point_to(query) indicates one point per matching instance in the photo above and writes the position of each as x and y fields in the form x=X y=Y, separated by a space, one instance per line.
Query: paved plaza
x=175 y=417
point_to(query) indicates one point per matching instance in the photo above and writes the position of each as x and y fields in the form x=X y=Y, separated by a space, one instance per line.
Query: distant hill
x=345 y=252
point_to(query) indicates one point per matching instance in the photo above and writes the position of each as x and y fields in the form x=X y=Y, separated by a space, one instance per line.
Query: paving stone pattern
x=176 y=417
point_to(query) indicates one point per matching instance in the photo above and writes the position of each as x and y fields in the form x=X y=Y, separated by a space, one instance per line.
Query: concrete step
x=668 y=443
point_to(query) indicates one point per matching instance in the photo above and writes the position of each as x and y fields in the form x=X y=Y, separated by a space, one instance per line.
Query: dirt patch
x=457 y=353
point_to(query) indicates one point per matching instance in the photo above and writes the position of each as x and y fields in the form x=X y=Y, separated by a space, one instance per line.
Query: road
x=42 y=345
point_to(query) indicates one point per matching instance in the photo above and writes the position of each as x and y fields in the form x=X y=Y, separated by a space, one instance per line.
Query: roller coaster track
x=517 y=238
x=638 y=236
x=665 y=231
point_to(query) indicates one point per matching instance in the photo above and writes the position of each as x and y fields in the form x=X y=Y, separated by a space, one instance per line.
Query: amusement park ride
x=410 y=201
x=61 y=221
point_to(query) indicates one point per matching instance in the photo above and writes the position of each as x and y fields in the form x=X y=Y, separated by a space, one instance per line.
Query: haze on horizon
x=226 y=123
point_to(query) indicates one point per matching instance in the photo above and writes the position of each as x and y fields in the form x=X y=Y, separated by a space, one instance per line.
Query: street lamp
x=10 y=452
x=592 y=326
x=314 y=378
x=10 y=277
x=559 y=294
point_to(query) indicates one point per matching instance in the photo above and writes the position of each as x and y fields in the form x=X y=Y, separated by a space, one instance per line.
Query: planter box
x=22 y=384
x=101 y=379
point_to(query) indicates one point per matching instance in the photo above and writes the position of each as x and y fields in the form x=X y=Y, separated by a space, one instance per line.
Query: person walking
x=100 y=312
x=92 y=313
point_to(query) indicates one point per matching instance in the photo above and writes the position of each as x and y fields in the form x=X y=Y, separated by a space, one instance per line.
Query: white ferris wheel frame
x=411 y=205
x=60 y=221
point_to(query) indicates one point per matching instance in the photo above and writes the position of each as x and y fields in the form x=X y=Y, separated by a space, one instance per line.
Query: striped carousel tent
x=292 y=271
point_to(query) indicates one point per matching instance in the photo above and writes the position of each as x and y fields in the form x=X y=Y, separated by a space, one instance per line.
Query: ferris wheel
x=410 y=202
==========
Can you repeat the items verbatim, from the very first line through the line containing "x=345 y=252", with both ends included?

WORKED ANSWER:
point_to(query) indicates one point per matching instance in the photo above and writes the position of each as x and y fields in the form x=X y=Y, separated by a space, one instance per line.
Query: paved plaza
x=175 y=417
point_to(query) indicates one point per matching instance in the photo above and writes the position of each as x and y fields in the form x=X y=Y, separated by a space, one instance per line.
Query: distant hill
x=345 y=252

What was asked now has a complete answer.